What to work on:
Write the data out again exactly, dropping any images it holds.

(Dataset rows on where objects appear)
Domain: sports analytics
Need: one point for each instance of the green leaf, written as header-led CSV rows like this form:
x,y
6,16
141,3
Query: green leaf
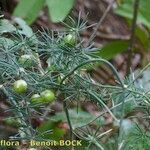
x,y
6,26
49,130
59,9
143,37
111,49
29,9
126,10
78,119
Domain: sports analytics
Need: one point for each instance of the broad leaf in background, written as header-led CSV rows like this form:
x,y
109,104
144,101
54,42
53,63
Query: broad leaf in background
x,y
111,49
59,9
126,10
143,36
29,9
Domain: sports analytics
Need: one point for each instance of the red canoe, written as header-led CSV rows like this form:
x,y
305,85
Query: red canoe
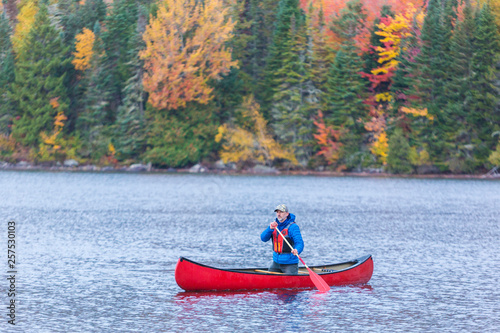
x,y
192,276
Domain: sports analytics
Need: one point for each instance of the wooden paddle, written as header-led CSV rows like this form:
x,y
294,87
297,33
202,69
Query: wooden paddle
x,y
316,279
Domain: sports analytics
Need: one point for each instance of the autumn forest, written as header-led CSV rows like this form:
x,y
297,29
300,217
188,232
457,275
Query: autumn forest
x,y
404,87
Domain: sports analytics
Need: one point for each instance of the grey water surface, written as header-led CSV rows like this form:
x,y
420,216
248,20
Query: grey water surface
x,y
96,252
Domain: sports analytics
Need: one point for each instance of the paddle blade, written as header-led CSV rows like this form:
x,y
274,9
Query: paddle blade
x,y
318,281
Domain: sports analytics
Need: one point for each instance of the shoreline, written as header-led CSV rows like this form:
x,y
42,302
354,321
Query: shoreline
x,y
197,169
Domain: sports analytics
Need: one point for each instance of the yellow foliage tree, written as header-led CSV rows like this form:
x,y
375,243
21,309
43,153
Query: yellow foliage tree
x,y
84,49
251,145
185,48
417,112
26,18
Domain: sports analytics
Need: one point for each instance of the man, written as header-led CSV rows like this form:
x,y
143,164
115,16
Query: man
x,y
285,259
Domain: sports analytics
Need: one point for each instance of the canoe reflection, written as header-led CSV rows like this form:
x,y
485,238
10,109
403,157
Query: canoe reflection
x,y
283,295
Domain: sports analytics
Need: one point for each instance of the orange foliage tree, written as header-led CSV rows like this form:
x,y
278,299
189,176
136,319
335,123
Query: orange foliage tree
x,y
25,19
185,48
328,139
84,49
252,144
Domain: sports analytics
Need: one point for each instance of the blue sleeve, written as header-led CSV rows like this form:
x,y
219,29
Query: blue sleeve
x,y
298,243
266,234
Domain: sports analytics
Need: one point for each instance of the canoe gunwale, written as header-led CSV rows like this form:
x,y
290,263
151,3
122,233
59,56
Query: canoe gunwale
x,y
356,262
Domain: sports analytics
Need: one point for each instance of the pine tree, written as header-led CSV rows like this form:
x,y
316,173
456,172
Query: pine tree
x,y
130,126
460,157
346,89
289,13
40,77
482,109
430,72
6,74
295,96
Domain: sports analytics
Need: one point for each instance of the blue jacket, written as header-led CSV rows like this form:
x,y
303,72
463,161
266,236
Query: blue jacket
x,y
294,233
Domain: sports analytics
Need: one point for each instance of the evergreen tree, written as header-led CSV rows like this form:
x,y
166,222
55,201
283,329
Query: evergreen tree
x,y
118,38
39,90
460,157
346,89
130,126
6,74
431,75
321,53
289,13
295,97
482,109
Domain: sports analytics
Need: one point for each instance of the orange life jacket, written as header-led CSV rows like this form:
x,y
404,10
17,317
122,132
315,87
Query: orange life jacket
x,y
279,245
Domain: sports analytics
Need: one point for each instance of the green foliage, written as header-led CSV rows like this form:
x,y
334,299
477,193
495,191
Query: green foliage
x,y
482,102
40,78
294,97
289,18
6,74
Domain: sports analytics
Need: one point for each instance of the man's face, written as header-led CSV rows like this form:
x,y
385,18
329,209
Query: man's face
x,y
281,215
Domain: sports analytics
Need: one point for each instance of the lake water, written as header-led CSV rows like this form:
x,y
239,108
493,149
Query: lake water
x,y
97,252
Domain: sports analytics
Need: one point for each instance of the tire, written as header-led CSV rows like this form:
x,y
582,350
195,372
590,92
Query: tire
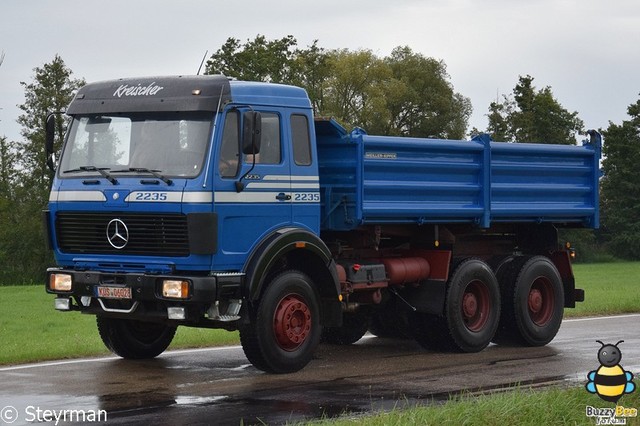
x,y
354,326
533,301
471,311
135,339
285,328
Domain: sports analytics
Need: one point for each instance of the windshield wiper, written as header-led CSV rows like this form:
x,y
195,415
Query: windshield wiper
x,y
154,173
101,170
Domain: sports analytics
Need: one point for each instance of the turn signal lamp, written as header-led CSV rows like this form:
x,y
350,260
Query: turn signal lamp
x,y
60,282
175,289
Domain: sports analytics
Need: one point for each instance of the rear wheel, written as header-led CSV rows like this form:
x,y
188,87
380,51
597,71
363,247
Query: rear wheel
x,y
135,339
533,301
471,312
285,328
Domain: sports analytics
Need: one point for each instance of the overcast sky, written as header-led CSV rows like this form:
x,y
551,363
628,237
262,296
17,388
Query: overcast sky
x,y
588,51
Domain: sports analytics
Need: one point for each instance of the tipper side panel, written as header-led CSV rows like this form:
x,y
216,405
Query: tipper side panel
x,y
394,180
544,183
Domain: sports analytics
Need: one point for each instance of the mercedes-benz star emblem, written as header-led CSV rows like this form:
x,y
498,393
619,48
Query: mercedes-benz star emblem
x,y
117,234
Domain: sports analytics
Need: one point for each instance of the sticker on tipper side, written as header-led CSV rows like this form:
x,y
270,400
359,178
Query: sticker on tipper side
x,y
381,155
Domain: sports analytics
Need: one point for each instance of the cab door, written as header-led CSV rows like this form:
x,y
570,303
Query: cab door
x,y
263,204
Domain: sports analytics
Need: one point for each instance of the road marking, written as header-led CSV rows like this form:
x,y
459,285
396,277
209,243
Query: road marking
x,y
223,348
110,358
597,318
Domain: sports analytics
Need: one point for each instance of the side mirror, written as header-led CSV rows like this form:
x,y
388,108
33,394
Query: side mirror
x,y
251,132
50,130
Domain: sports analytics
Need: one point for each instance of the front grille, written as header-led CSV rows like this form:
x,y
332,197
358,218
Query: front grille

Written answer:
Domain: sports analytics
Need: one point for each instance of the green leaf, written as header-led CSV rows like this form:
x,y
6,16
141,3
Query: green leaf
x,y
6,26
49,130
59,9
143,37
111,49
29,9
126,10
78,119
Domain: sports analytics
Need: one point for each instance of the broad leaf in background, written as header-led CSV rows like this form:
x,y
109,104
144,101
54,42
53,63
Query: broad leaf in background
x,y
111,49
59,9
126,10
143,36
29,9
Domain: sports analytics
Need: one point for each instance of the red canoe, written as header-led CSV rows like this form:
x,y
305,85
Query: red canoe
x,y
192,276
Domain: sports analytics
Need: one point for each instance of the wooden paddle, written as header-led CSV rows like this form:
x,y
294,87
297,33
202,69
Query: wooden paddle
x,y
316,279
Domain: sports analytics
Need: one point for each instance of the autumn forest, written as header-led CSV rows like this form:
x,y
297,29
300,217
188,232
457,275
Query: autumn forest
x,y
404,87
Domain: sports analytics
Need: one point for each instance of the grey water surface, written as header-led CSV rows like this form:
x,y
420,216
248,20
Query: grey water surface
x,y
96,252
Domain: sports analytics
Need: one point for each instance of the paddle blade, written as header-led CSV rows like this form:
x,y
274,9
Query: paddle blade
x,y
318,281
Domain: sports analytics
Need: one point for each instance of the shoreline, written as header-led CSV rows like this form:
x,y
42,302
354,321
Query: shoreline
x,y
197,169
Domain: sports analytics
Need: one point for each instance of the yellow foliage tree, written as header-led CSV rows like this form:
x,y
375,243
21,309
43,153
Query: yellow foliage tree
x,y
84,49
251,145
185,48
417,112
26,18
Domain: sports analytics
Need: one point for each instance of the man, written as header-led CSV rows like this form:
x,y
143,164
115,16
Query: man
x,y
285,259
Domain: sports analytics
Need: one point for each instance of the canoe reflection, written as header-led CSV rows like this form:
x,y
485,238
10,109
403,157
Query: canoe reflection
x,y
283,295
Domain: sports analytics
Need: one point for each instance of the orange foliage tree, written as header-led CSV rows like this form:
x,y
278,299
189,176
136,319
335,123
Query: orange foliage tree
x,y
25,19
185,48
328,139
84,49
252,144
Domain: sports analytics
Need: one point for each instance of the blue sleeve, written as header-led CSV rows like this form:
x,y
219,29
Query: blue sleeve
x,y
298,243
266,234
Domain: sports analytics
Need: one point for each instance of the canoe gunwale, written as header-led CSV rows like this form:
x,y
290,263
151,3
122,233
59,56
Query: canoe gunwale
x,y
356,262
Domain: sports analytics
Need: one point for each instance of the pine tree, written as header-led CSV rows like this form:
x,y
316,173
456,172
Query: pine tree
x,y
130,126
460,157
346,89
289,13
40,77
482,109
430,72
6,74
295,96
Domain: sports analytics
Need: one point for each instance of the blue jacket, written as header-led CSV rows like this form:
x,y
303,72
463,161
266,236
Query: blue jacket
x,y
294,233
Domain: sports analytics
Need: one point for each instance of the evergreen tree, written as header-led CSV rows like this form:
x,y
166,222
55,201
283,329
Query: evergreen tree
x,y
118,38
39,90
460,157
346,89
130,126
6,74
431,75
321,53
289,13
295,97
482,109
Domain: sports analytics
Need: one point for each instance of the orange life jacket, written as header-led CSV rows like this form:
x,y
404,10
17,317
122,132
315,87
Query: orange life jacket
x,y
279,245
Domain: sports analytics
Need: one point for each instance of the green foliage, written as header-led CSV rows like this form:
x,y
334,299
477,193
495,191
Query: green foliage
x,y
482,102
40,78
294,97
289,18
6,74
Domain: sports analytics
Need: one point for each instance of the man's face, written as header-led CSV rows like this form:
x,y
385,18
329,209
Query: man's face
x,y
281,215
Domain: sports analytics
Need: one point for each instance of the lake water, written as header-led CSV rows like this form:
x,y
239,108
493,149
Query: lake water
x,y
97,252
Domain: sports analytics
Need: one point for each instance of the tire, written as header-led CSV rows like this form:
x,y
582,350
195,372
590,92
Query: tire
x,y
354,326
533,301
471,311
135,339
285,328
Domain: sports analytics
Need: one point for each instance of the windshield wiper, written as header-led CSV rows like this form:
x,y
195,415
Query: windshield wiper
x,y
154,173
101,170
Domain: sports analytics
Need: one point for each instance of the turn signal lamp, written as header-led CSV rows like this form:
x,y
350,260
Query: turn signal lamp
x,y
60,282
175,289
Domain: sports analytics
Need: one point for each instance of the rear wheel, written as header-led CSV rows like this form:
x,y
188,87
380,51
597,71
363,247
Query: rear wheel
x,y
135,339
533,301
471,312
285,328
Domain: sports analytics
Need: one point for each instance of the overcast sky, written as header-led CSV rows like this form:
x,y
551,363
628,237
262,296
17,388
Query: overcast sky
x,y
588,51
Domain: sports analytics
Need: one point for each instance of the tipper side panel, written as header-led CSV rows like this form:
x,y
216,405
Query: tipper side panel
x,y
394,180
544,183
Domain: sports analytics
Need: one point for each instance of the mercedes-benz star emblem, written as header-led CSV rows like this form:
x,y
498,393
619,48
Query: mercedes-benz star emblem
x,y
117,234
Domain: sports analytics
Need: one point for each instance of the sticker on tipper side, written as header-led CSV rows like this form:
x,y
270,400
359,178
Query: sticker on tipper side
x,y
381,155
Domain: sports analytics
Need: one point for each instance of the cab door, written as header-led CSV rows like this form:
x,y
570,303
Query: cab door
x,y
263,204
Domain: sports analytics
Need: one point for each instance of the road marking, written as header-led CSV rows like this form:
x,y
459,285
396,277
209,243
Query: road marking
x,y
223,348
110,358
597,318
Domain: sports analytics
Need: one point for each instance of the side mirror, written as header-led CSV rows like this form:
x,y
388,108
33,394
Query: side mirror
x,y
251,132
50,130
Domain: sports analytics
Need: one point for each instance of the front grille, written as header-led CSV rows like this form:
x,y
332,197
358,218
Query: front grille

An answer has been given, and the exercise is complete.